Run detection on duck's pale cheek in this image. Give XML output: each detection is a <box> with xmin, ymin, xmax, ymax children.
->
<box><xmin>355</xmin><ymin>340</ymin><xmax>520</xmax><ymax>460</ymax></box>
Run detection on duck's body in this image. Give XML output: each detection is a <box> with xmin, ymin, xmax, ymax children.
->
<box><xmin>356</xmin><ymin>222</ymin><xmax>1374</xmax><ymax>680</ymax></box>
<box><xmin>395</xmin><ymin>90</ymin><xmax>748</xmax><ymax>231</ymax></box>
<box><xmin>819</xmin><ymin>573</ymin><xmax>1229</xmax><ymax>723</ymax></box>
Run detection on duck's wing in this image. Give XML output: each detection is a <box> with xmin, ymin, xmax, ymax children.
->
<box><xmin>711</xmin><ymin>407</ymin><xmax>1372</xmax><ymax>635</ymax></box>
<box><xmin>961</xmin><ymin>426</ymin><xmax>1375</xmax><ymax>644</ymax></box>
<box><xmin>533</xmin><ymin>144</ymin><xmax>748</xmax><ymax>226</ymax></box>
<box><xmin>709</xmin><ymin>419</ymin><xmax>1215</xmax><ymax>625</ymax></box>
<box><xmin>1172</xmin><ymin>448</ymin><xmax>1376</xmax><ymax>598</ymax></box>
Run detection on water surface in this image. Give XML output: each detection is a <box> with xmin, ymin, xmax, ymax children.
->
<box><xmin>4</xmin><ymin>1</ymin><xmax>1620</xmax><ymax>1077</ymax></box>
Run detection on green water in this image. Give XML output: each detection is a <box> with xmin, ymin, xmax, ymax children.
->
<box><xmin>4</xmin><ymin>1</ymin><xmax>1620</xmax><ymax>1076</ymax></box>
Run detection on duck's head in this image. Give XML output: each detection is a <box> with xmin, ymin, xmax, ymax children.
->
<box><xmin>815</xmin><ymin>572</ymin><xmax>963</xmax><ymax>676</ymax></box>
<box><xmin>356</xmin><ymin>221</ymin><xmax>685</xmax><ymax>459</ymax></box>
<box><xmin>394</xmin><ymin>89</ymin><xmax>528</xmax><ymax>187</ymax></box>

EXERCISE PROMPT
Look through the records above for the string "this", then copy every line that has it.

ANSWER SECTION
Run detection on duck's pale cheek in this image. Give XML output: each detection is a <box> with xmin, ymin, xmax, ymax children.
Run detection on duck's body in this image. Give XML output: each detection is a <box> with xmin, ymin, xmax, ymax children.
Run detection on duck's wing in this image. Give XML output: each detection is a <box> with xmin, ymin, xmax, ymax children.
Run detection on water surface in this image. Give XML output: each detection is a <box> with xmin, ymin, xmax, ymax children.
Run detection on green water in this image. Give XML output: each detection is a <box> with xmin, ymin, xmax, ymax children.
Run detection on duck's head in this image. Give XML output: each detection is a <box> with xmin, ymin, xmax, ymax children.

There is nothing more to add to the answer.